# INSTRUCTION:
Take the data below and repeat it exactly.

# RECORDS SHOWN:
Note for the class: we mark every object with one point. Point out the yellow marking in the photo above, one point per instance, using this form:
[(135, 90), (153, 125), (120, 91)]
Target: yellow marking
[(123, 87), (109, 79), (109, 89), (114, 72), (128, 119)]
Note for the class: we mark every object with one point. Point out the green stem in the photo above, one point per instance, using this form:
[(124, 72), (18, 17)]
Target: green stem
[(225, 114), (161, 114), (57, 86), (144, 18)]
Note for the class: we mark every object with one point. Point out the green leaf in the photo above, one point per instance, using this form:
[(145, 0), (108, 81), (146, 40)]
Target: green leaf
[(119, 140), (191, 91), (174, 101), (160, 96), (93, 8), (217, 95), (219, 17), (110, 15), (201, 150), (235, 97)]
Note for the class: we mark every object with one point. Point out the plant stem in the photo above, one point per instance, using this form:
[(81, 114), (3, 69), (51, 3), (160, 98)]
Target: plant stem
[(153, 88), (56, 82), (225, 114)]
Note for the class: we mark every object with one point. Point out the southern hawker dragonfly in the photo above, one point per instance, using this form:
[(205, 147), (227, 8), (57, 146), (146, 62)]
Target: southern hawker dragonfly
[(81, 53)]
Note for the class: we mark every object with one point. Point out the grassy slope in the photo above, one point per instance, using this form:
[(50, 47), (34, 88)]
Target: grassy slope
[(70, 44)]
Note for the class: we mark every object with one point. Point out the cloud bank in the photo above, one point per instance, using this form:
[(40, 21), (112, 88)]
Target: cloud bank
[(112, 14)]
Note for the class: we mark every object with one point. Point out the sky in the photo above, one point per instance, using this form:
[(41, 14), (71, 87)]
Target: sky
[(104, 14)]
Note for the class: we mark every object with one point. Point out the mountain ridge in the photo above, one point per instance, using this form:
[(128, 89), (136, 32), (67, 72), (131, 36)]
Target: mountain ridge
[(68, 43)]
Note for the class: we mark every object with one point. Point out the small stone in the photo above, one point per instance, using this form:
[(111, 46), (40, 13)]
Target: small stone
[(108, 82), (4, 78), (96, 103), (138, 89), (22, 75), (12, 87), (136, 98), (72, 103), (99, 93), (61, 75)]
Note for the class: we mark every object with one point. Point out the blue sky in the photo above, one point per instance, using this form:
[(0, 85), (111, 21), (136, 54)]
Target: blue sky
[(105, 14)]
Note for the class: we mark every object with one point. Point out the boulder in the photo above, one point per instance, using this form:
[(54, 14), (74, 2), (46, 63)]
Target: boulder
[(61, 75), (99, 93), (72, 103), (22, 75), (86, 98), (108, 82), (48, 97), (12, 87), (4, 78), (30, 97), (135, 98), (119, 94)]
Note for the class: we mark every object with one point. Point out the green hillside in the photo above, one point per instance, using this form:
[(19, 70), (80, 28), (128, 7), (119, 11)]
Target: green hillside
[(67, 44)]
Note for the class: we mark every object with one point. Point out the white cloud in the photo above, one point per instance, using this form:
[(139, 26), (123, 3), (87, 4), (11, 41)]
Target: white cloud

# RESPONSE FOR THIS EXERCISE:
Note for the class: we mark every object with one point. Point out the yellow marking in the photo above, one point per instance, using this form:
[(135, 90), (153, 125), (120, 91)]
Target: yellow marking
[(123, 87), (109, 79), (109, 89), (114, 72), (128, 119)]
Note for the class: we mark every object with one point. Point out the green stem in the photo above, one point per instance, using this form:
[(124, 72), (18, 17)]
Target: green stem
[(225, 114), (161, 114), (57, 86), (144, 18)]
Note for the class: we mark every object with one point. Point out the green leaf in the photo above, one point per instance, using this form:
[(145, 0), (108, 81), (146, 40)]
Target: green leaf
[(119, 140), (191, 91), (174, 101), (160, 96), (93, 8), (217, 95), (219, 17), (110, 15), (201, 150), (235, 97)]
Note for the class: we mark every object with one point. Point out the plant stem in the photo above, one point per instance, using this form:
[(81, 114), (3, 69), (51, 3), (160, 98)]
Target: plant stem
[(153, 88), (56, 82), (225, 114)]
Note for the class: we mark every object with one point. Point out the southern hawker dragonfly in the photo above, one point per instance, using this form:
[(205, 147), (227, 8), (57, 146), (146, 62)]
Target: southern hawker dragonfly
[(81, 53)]
Note for the class: we mark every object with one point. Point out the grassy slope in the photo above, one point per instance, using this form:
[(50, 47), (34, 88)]
Target: grassy slope
[(70, 44)]
Note for the class: we mark every object with one point. Point out the cloud bank in the photo above, one point per instance, using this form:
[(40, 21), (112, 88)]
Target: cloud bank
[(112, 14)]
Note for the class: we mark every object with one point. Point out the sky in the photo above, one point per instance, using this form:
[(41, 14), (71, 87)]
Target: sky
[(104, 14)]
Note for the class: we mark every object with one point. Point out the mountain ridge in the photo above, one point per instance, using this form:
[(128, 89), (136, 32), (67, 72), (131, 36)]
Target: mountain ridge
[(68, 43)]
Note for the class: we mark every object with one point. Point out the small stone in the photo above, one point per instance, using this form:
[(111, 46), (40, 13)]
Target: small stone
[(108, 82), (4, 78), (96, 103), (138, 89), (22, 75), (12, 87), (136, 98), (72, 103), (99, 93), (61, 75)]
Note for the class: we mark every object with one point. Point out the blue sky in the photo above, one point per instance, using this form:
[(0, 85), (111, 21), (136, 54)]
Target: blue sky
[(105, 14)]
Note for the class: we mark every object with one point. Point out the boulder in the photo above, one point per instance, using this form:
[(54, 14), (74, 2), (46, 63)]
Target: boulder
[(61, 75), (99, 93), (72, 103), (22, 75), (86, 98), (108, 82), (48, 97), (12, 87), (4, 78), (30, 97), (135, 98), (119, 94)]
Note for the class: we mark every object with one point. Point out the green hillside in the photo above, one point per instance, using this form:
[(19, 70), (80, 28), (128, 7), (119, 11)]
Target: green hillside
[(67, 44)]
Note for the class: we mark every object with one point. Point out the white cloud in the photo above, one point per instance, using this form:
[(139, 26), (123, 3), (87, 4), (11, 41)]
Target: white cloud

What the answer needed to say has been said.